--- start ---

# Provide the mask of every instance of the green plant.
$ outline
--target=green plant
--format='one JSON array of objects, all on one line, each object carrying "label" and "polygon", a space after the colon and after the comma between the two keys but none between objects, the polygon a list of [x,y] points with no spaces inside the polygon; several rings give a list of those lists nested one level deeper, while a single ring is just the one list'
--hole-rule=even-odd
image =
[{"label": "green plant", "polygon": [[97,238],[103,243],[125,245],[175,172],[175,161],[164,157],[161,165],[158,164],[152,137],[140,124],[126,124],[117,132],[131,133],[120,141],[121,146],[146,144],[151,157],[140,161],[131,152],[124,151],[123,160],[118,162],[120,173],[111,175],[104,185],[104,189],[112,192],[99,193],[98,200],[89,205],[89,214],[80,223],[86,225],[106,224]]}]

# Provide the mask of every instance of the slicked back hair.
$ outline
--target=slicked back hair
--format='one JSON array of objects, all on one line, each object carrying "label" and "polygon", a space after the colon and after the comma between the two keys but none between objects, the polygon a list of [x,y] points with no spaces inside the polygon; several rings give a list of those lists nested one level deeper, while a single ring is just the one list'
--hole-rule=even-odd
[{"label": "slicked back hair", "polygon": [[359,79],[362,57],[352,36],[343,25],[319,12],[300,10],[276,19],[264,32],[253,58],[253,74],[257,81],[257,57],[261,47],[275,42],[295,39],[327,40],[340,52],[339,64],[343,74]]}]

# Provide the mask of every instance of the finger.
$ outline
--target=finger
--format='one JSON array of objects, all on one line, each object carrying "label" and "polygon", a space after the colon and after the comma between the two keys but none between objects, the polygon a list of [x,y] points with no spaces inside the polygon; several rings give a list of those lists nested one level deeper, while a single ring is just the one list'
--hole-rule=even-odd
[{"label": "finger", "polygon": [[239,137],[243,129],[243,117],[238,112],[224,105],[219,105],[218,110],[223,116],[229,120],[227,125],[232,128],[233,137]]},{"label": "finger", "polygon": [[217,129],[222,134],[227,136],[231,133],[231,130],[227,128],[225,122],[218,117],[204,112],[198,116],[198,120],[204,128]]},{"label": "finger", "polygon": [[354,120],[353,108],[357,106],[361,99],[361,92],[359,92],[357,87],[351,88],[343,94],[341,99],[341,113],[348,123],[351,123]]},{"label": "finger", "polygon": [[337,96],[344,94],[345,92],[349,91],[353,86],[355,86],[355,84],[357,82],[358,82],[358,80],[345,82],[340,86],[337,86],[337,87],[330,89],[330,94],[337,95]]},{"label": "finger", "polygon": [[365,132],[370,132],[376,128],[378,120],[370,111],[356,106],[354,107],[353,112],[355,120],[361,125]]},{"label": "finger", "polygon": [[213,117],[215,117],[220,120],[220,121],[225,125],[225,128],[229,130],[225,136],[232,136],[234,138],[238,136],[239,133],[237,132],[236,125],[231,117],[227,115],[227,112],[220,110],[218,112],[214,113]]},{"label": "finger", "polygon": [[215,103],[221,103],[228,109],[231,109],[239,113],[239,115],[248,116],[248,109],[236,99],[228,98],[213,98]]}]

--- end ---

**INSTRUCTIONS TO FOLLOW**. Edit the records above so that every "Provide" becomes "Return", leaving every other line and character as it is.

**TASK OUTPUT**.
# Return the mask of every instance of the green plant.
$ outline
--target=green plant
--format='one JSON array of objects, all on one line, each object carrying "label" and "polygon", a space after the colon and after the comma between the two keys but none between objects, the polygon a list of [x,y] points with no spaces inside the polygon; several rings give a list of those lists nested one level deeper, while a single ring is just the one list'
--hole-rule=even-odd
image =
[{"label": "green plant", "polygon": [[97,238],[103,243],[125,245],[175,172],[175,161],[164,157],[161,165],[158,164],[152,137],[140,124],[126,124],[117,132],[131,133],[120,141],[121,146],[146,144],[151,157],[140,161],[131,152],[124,151],[123,160],[118,162],[120,173],[111,175],[104,185],[104,189],[112,192],[99,193],[98,200],[89,205],[89,214],[80,223],[86,225],[106,224]]}]

# Return the mask of every instance of the slicked back hair.
$ outline
--target=slicked back hair
--format='one JSON array of objects, all on one line, each object carrying "label" and "polygon", a space after the colon and after the comma between the two keys but none between objects, the polygon a list of [x,y] points with no spaces inside the polygon; several rings give a list of those lists nested one level deeper, while a single ring is just the one list'
--hole-rule=even-odd
[{"label": "slicked back hair", "polygon": [[359,79],[362,57],[352,36],[343,25],[319,12],[300,10],[276,19],[264,32],[253,58],[253,74],[257,81],[257,57],[261,47],[275,42],[295,39],[327,40],[340,52],[339,64],[343,74]]}]

# Return the mask of every instance of the finger.
$ outline
--target=finger
--format='one JSON array of objects, all on one line, each object carrying "label" and "polygon", a space after the colon and after the comma between the two keys but none between objects, the polygon a list of [x,y] points with no spaces inside the polygon; several rings give a list of those lists nested one level deeper, while a single ring is just the one list'
--hole-rule=even-odd
[{"label": "finger", "polygon": [[239,137],[243,129],[243,117],[238,112],[224,105],[219,105],[218,110],[223,116],[229,120],[227,125],[232,128],[233,137]]},{"label": "finger", "polygon": [[217,129],[222,134],[227,136],[231,133],[231,130],[227,128],[225,122],[218,117],[204,112],[198,116],[198,120],[204,128]]},{"label": "finger", "polygon": [[354,120],[353,108],[357,106],[361,99],[361,92],[359,92],[357,87],[351,88],[343,94],[341,99],[341,113],[348,123],[351,123]]},{"label": "finger", "polygon": [[337,96],[344,94],[345,92],[349,91],[353,86],[355,86],[355,84],[357,82],[358,82],[358,80],[345,82],[340,86],[337,86],[337,87],[330,89],[330,94],[337,95]]},{"label": "finger", "polygon": [[365,132],[370,132],[376,128],[378,120],[370,111],[356,106],[354,107],[353,112],[355,120],[361,125]]},{"label": "finger", "polygon": [[213,117],[215,117],[220,120],[220,121],[225,125],[225,128],[229,130],[225,136],[232,136],[234,138],[238,136],[239,133],[237,132],[236,125],[231,117],[227,115],[227,112],[220,110],[218,112],[214,113]]},{"label": "finger", "polygon": [[215,103],[221,103],[228,109],[231,109],[239,113],[239,115],[248,116],[248,109],[236,99],[228,98],[213,98]]}]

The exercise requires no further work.